Annotation data for object locations —
┄┄┄┄┄┄┄┄┄┄┄┄┄┄┄┄┄┄┄┄
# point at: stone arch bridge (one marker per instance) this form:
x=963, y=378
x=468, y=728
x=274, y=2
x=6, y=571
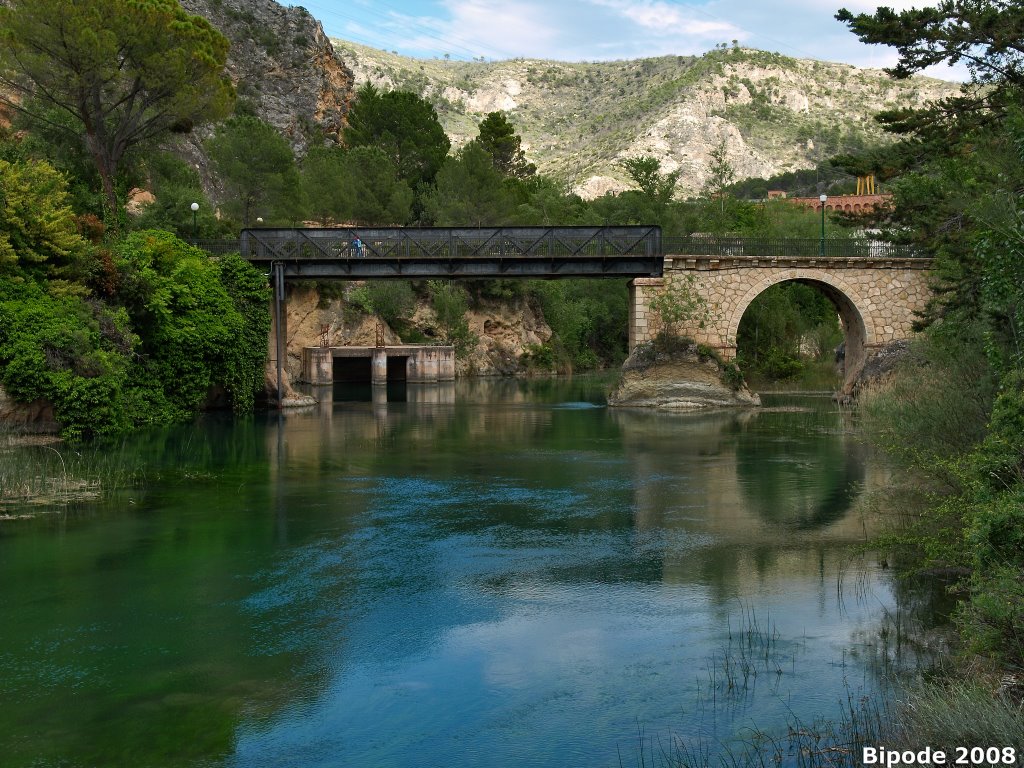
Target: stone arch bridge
x=877, y=288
┄┄┄┄┄┄┄┄┄┄┄┄┄┄┄┄┄┄┄┄
WORK TO BE COMPLETED —
Reproduce every one of the lines above verbatim, omitting the pictures.

ANSWER TO THIS PROBLEM —
# point at: stone arch bridge (one marker per instance) this form:
x=963, y=378
x=468, y=728
x=274, y=2
x=6, y=571
Target: stone arch bridge
x=877, y=288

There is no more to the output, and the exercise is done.